_Written task_:
Lay out the following rows as a Markdown table with two columns, Num and Content, numbering each non-blank line in Num and putting the line itself in Content; omit blank lines.

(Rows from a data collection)
• • • • •

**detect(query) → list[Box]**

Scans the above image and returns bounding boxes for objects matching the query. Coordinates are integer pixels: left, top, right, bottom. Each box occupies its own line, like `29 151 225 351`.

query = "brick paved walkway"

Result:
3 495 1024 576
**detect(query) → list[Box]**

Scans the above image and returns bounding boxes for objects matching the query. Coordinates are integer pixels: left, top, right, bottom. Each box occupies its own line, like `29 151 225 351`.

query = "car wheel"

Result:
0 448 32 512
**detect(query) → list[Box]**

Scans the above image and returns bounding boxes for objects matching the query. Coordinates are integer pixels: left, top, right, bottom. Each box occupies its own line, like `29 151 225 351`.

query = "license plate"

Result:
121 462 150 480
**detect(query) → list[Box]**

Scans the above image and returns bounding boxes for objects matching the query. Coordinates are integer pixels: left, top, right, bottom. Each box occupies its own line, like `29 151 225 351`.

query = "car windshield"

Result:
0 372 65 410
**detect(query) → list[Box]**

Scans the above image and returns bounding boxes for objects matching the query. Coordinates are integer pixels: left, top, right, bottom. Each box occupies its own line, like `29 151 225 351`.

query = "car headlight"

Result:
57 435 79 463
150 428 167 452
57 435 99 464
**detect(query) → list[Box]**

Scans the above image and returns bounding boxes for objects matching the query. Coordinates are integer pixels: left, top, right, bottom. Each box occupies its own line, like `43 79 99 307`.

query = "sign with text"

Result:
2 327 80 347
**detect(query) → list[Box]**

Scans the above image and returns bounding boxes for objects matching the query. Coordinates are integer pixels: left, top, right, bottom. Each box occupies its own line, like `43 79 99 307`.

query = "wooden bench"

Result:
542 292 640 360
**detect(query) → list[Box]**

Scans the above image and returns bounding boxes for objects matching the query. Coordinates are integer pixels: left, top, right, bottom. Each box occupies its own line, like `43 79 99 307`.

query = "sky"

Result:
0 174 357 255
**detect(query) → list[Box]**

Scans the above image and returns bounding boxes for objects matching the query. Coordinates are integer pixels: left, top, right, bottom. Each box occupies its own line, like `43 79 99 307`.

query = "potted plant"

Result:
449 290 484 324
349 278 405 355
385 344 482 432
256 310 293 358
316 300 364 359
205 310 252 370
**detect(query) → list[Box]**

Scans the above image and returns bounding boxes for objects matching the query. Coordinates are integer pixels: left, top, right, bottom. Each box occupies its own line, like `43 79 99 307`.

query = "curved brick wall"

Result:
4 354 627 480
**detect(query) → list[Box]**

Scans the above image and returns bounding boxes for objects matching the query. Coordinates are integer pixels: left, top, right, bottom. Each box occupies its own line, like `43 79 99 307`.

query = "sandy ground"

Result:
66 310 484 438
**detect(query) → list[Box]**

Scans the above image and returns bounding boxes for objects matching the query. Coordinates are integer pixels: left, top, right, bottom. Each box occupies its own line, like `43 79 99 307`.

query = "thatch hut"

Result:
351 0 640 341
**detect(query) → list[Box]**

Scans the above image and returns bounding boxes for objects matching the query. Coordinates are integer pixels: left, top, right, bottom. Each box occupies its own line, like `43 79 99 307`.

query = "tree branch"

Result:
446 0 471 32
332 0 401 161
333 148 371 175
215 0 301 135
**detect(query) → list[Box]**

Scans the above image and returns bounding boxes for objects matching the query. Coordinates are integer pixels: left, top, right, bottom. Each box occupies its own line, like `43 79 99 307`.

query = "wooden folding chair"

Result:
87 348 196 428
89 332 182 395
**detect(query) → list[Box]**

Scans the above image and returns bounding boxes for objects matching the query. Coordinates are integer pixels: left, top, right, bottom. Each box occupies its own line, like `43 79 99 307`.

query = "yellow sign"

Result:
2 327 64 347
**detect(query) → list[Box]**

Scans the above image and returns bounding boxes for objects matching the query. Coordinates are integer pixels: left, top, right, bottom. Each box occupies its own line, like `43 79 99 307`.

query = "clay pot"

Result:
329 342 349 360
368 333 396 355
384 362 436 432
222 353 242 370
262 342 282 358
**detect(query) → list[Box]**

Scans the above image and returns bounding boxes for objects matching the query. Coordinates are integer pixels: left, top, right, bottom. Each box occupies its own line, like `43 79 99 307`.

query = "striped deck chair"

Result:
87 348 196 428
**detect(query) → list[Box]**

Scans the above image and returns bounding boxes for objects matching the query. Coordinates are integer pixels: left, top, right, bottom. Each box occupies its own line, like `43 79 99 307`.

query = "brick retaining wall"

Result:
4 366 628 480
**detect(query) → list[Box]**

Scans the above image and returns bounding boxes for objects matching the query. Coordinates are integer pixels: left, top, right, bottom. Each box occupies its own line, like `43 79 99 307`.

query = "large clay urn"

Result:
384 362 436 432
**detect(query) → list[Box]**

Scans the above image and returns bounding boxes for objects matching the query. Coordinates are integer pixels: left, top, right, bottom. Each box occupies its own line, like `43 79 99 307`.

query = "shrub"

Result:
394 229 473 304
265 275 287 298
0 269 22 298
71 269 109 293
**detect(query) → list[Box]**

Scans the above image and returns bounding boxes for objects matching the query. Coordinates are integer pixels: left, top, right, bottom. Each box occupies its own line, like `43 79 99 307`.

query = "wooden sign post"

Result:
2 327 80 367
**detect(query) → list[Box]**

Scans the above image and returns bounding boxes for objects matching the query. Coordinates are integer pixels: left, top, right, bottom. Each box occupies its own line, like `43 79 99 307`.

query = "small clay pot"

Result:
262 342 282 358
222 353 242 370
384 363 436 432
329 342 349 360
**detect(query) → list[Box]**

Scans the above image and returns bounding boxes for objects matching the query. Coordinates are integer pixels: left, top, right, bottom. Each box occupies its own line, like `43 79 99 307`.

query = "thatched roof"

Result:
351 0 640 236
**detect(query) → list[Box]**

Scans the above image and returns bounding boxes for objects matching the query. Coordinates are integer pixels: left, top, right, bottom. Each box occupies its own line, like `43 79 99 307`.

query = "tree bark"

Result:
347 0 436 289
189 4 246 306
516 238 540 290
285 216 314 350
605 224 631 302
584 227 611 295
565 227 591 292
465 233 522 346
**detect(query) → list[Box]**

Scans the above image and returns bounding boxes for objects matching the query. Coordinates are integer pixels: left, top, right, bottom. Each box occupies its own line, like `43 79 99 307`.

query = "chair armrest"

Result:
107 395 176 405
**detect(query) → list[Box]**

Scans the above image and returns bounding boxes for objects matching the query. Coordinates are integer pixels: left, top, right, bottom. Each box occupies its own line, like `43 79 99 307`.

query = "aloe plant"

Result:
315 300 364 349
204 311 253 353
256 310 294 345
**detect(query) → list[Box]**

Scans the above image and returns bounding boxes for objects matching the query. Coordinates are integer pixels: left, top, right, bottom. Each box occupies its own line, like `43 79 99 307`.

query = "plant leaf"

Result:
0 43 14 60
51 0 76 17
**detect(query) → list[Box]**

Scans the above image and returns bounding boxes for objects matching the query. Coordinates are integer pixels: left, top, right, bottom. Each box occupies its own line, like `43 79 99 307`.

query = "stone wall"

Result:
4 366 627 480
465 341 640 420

• • • • •

_Exercise response_:
| Num | Content |
|---|---|
| 1 | **detect(query) → list[Box]** |
| 2 | Scans the above image and returns bounding boxes for objects matching the query. Coordinates are integer pixels: left, top, right, bottom. Each box occupies its own line, like `29 151 225 351`. |
| 3 | query = "brick paved walkway" |
| 4 | Result: |
| 5 | 3 495 1024 576 |
| 6 | **detect(query) → list[Box]** |
| 7 | Scans the above image and returns bounding boxes for objects matching the query. Coordinates are integer pixels: left, top, right, bottom. Each box occupies its own line, like `29 151 225 351`. |
| 8 | query = "car wheel" |
| 9 | Result: |
| 10 | 0 448 32 512 |
| 11 | **detect(query) → list[Box]** |
| 12 | Scans the above image and returns bounding boxes for objects matching the query. Coordinates are integer pixels: left, top, right, bottom. Each box occupies its own line, like `29 151 225 351`. |
| 13 | query = "license plate" |
| 14 | Result: |
| 15 | 121 462 150 480 |
| 16 | **detect(query) → list[Box]** |
| 17 | Scans the above image and returns bounding boxes for objects matching the query. Coordinates are integer pixels: left, top, right, bottom. Each box occupies its own line, like `29 151 225 351`. |
| 18 | query = "car windshield" |
| 19 | Result: |
| 20 | 0 372 65 410 |
| 21 | **detect(query) → list[Box]** |
| 22 | Scans the above image and returns bounding boxes for objects matching the query. Coordinates are integer pixels: left, top, right, bottom. Each box occupies its own line, like `29 151 225 351`. |
| 23 | query = "car headlight" |
| 24 | Result: |
| 25 | 57 435 79 463 |
| 26 | 150 428 167 452 |
| 27 | 57 435 99 464 |
| 28 | **detect(query) → list[Box]** |
| 29 | Scans the above image and returns bounding boxes for objects matching the query. Coordinates are integer pixels: left, top, right, bottom. Each box occupies its own line, like `43 79 99 307`. |
| 30 | query = "sign with text" |
| 31 | Result: |
| 32 | 2 327 80 347 |
| 33 | **detect(query) → list[Box]** |
| 34 | Scans the above image and returns bounding boxes for objects matching the query. Coordinates are integer pixels: left, top, right, bottom. Each box occupies its own line, like `43 79 99 307`. |
| 35 | query = "wooden bench" |
| 36 | Result: |
| 37 | 542 292 640 360 |
| 38 | **detect(query) → list[Box]** |
| 39 | Scans the above image and returns bounding boxes for objects matching the query. Coordinates are integer pixels: left, top, right, bottom. Each box occupies its own line, like `43 79 99 307`. |
| 40 | query = "sky" |
| 41 | Result: |
| 42 | 0 174 357 255 |
| 43 | **detect(query) → list[Box]** |
| 44 | Scans the above image and returns bounding boxes for objects matching the query. Coordinates are integer pixels: left, top, right, bottom. Each box occupies its own line, like `43 79 99 307`. |
| 45 | query = "potted plant" |
| 46 | Result: |
| 47 | 449 290 484 324 |
| 48 | 349 278 405 355 |
| 49 | 385 344 482 432 |
| 50 | 256 310 293 358 |
| 51 | 316 300 364 359 |
| 52 | 205 310 252 370 |
| 53 | **detect(query) → list[Box]** |
| 54 | Scans the above image and returns bounding boxes for objects matching the query. Coordinates are integer pixels: left, top, right, bottom. Each box occupies its own line, like `43 79 99 307`. |
| 55 | query = "curved brick wall" |
| 56 | Result: |
| 57 | 4 354 627 480 |
| 58 | **detect(query) → list[Box]** |
| 59 | Scans the above image and returns bounding boxes for objects matching the query. Coordinates are integer pixels: left, top, right, bottom. Each box occupies its own line, like `43 79 99 307`. |
| 60 | query = "sandy ground" |
| 61 | Result: |
| 62 | 66 310 484 438 |
| 63 | **detect(query) → list[Box]** |
| 64 | Scans the above image and returns bounding boxes for objects matching the query. Coordinates are integer pixels: left, top, right, bottom. Each box occupies its own line, like `43 79 99 307`. |
| 65 | query = "thatch hut" |
| 66 | Result: |
| 67 | 351 0 640 341 |
| 68 | **detect(query) → list[Box]** |
| 69 | Scans the above image and returns bounding boxes for objects matching the query. Coordinates are integer pixels: left, top, right, bottom. Each box occupies its own line, like `43 79 99 307`. |
| 70 | query = "tree branch" |
| 71 | Result: |
| 72 | 446 0 471 32 |
| 73 | 332 0 401 161 |
| 74 | 333 148 371 175 |
| 75 | 215 0 301 135 |
| 76 | **detect(query) → list[Box]** |
| 77 | Scans the above image and returns bounding boxes for objects matching the query. Coordinates are integer pixels: left, top, right, bottom. Each box occupies its own line, like `43 79 99 307`. |
| 78 | query = "wooden folding chair" |
| 79 | Result: |
| 80 | 87 348 196 428 |
| 81 | 89 332 182 395 |
| 82 | **detect(query) → list[Box]** |
| 83 | Scans the above image and returns bounding boxes for objects matching the query. Coordinates are integer pixels: left, top, right, bottom. Each box occupies its own line, like `43 79 99 307`. |
| 84 | query = "yellow sign" |
| 85 | Result: |
| 86 | 2 327 64 347 |
| 87 | **detect(query) → list[Box]** |
| 88 | Scans the above image and returns bounding boxes for objects matching the query. Coordinates are integer pixels: left, top, right, bottom. Each box occupies its own line, like `43 79 99 307`. |
| 89 | query = "clay pot" |
| 90 | Result: |
| 91 | 329 342 349 360 |
| 92 | 368 333 396 355 |
| 93 | 384 362 436 432 |
| 94 | 222 353 242 370 |
| 95 | 262 342 282 358 |
| 96 | **detect(query) → list[Box]** |
| 97 | Scans the above image and returns bounding boxes for objects matching the query. Coordinates are integer pixels: left, top, right, bottom. Each box occupies its own line, like `43 79 99 307`. |
| 98 | query = "striped deck chair" |
| 99 | Result: |
| 100 | 87 348 196 428 |
| 101 | **detect(query) → list[Box]** |
| 102 | Scans the above image and returns bounding boxes for objects matching the query. Coordinates are integer pixels: left, top, right, bottom. Each box occupies its own line, like `43 79 99 307`. |
| 103 | query = "brick retaining wall" |
| 104 | Result: |
| 105 | 4 366 628 480 |
| 106 | **detect(query) → list[Box]** |
| 107 | Scans the above image and returns bounding boxes for objects matching the query. Coordinates are integer pixels: left, top, right, bottom. Each box occupies its own line, like `43 79 99 307`. |
| 108 | query = "large clay urn" |
| 109 | Result: |
| 110 | 384 362 436 432 |
| 111 | **detect(query) → list[Box]** |
| 112 | Scans the above image and returns bounding boxes for objects matching the query. Coordinates are integer pixels: left, top, right, bottom. Each box occupies its own line, like `43 79 99 307`. |
| 113 | query = "shrub" |
| 114 | Result: |
| 115 | 394 229 473 304 |
| 116 | 265 275 287 298 |
| 117 | 0 269 22 298 |
| 118 | 71 269 109 293 |
| 119 | **detect(query) → list[Box]** |
| 120 | Scans the above image and returns bounding boxes for objects matching the query. Coordinates are integer pixels: left, top, right, bottom. Each box occupies its own line, like `43 79 99 307`. |
| 121 | query = "wooden sign post" |
| 122 | Result: |
| 123 | 2 327 80 367 |
| 124 | **detect(query) → list[Box]** |
| 125 | Scans the above image and returns bounding boxes for objects matching the query. Coordinates are integer pixels: left, top, right, bottom. Each box occupies its own line, like `43 79 99 307`. |
| 126 | query = "small clay pot" |
| 127 | Result: |
| 128 | 262 342 282 358 |
| 129 | 222 353 242 370 |
| 130 | 384 363 436 432 |
| 131 | 329 342 349 360 |
| 132 | **detect(query) → list[Box]** |
| 133 | Scans the above image and returns bounding boxes for objects matching the query. Coordinates are integer pixels: left, top, right, bottom. Each box occupies its own line, like `43 79 99 307`. |
| 134 | query = "thatched roof" |
| 135 | Result: |
| 136 | 351 0 640 236 |
| 137 | **detect(query) → list[Box]** |
| 138 | Scans the above image and returns bounding boxes for objects matching the query. Coordinates are integer pixels: left, top, right, bottom. Each box occupies its own line, like `43 79 99 307`. |
| 139 | query = "tree bark" |
| 140 | Result: |
| 141 | 347 0 436 289 |
| 142 | 189 4 246 306 |
| 143 | 516 238 540 290 |
| 144 | 285 216 314 350 |
| 145 | 605 224 631 302 |
| 146 | 584 227 611 295 |
| 147 | 565 227 591 292 |
| 148 | 465 233 522 346 |
| 149 | **detect(query) → list[Box]** |
| 150 | Scans the above image and returns bounding boxes for objects matching the query. Coordinates are integer pixels: left, top, right, bottom. Each box occupies its own line, like `43 79 99 307`. |
| 151 | query = "chair armrest" |
| 152 | Result: |
| 153 | 107 395 176 405 |
| 154 | **detect(query) → list[Box]** |
| 155 | Scans the above image and returns bounding boxes for objects matching the query. Coordinates are integer pixels: left, top, right, bottom. Each box occupies its own line, like `43 79 99 307`. |
| 156 | query = "aloe plant" |
| 157 | Result: |
| 158 | 315 300 364 349 |
| 159 | 204 311 253 353 |
| 160 | 256 310 294 345 |
| 161 | **detect(query) → list[Box]** |
| 162 | Scans the above image and returns bounding boxes for objects matching the query. Coordinates are integer pixels: left, top, right, bottom. Each box occupies its own line, like `43 79 99 307`. |
| 163 | query = "plant leaf" |
| 164 | Result: |
| 165 | 0 43 14 60 |
| 166 | 51 0 76 17 |
| 167 | **detect(query) → list[Box]** |
| 168 | Scans the above image and returns bounding boxes for objects matching the query. Coordinates are integer pixels: left, top, right, bottom. Each box occupies its own line, like `43 79 99 307`. |
| 169 | query = "stone wall" |
| 170 | Result: |
| 171 | 4 366 627 480 |
| 172 | 465 341 640 420 |